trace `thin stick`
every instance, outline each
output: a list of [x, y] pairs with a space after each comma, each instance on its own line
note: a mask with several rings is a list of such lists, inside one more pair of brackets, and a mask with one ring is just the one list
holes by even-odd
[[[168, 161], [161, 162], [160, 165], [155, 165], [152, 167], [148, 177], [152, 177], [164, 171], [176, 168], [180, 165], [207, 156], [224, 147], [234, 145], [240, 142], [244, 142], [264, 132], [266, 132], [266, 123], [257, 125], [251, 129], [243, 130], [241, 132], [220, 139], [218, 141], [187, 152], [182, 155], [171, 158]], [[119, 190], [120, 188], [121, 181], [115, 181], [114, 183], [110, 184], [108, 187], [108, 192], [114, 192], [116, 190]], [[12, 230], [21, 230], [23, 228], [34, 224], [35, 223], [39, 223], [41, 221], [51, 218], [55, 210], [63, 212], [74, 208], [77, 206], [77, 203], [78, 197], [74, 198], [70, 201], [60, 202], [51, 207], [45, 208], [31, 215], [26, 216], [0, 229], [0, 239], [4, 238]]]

▶ _REQUEST_
Put each line of the entries above into a JSON list of strings, with one string per line and no blank lines.

▶ _EXERCISE SOLUTION_
[
  "trace `thin stick`",
  "every instance, outline each",
  "output: a list of [x, y] pairs with a space after each comma, each instance on its own line",
  "note: a mask with several rings is a list of such lists, inside one more pair of brackets, and a mask with one ring is just the one list",
  "holes by even-odd",
  "[[[168, 161], [161, 162], [160, 165], [155, 165], [152, 167], [148, 177], [152, 177], [164, 171], [176, 168], [180, 165], [207, 156], [224, 147], [234, 145], [240, 142], [244, 142], [264, 132], [266, 132], [266, 123], [257, 125], [251, 129], [243, 130], [241, 132], [220, 139], [218, 141], [187, 152], [182, 155], [171, 158]], [[119, 190], [120, 188], [121, 181], [115, 181], [114, 183], [110, 184], [108, 187], [108, 192], [114, 192], [116, 190]], [[12, 230], [21, 230], [23, 228], [34, 224], [35, 223], [39, 223], [41, 221], [51, 218], [55, 210], [63, 212], [74, 208], [77, 206], [77, 203], [78, 197], [74, 198], [70, 201], [60, 202], [51, 207], [45, 208], [31, 215], [26, 216], [0, 229], [0, 239], [4, 238]]]"
]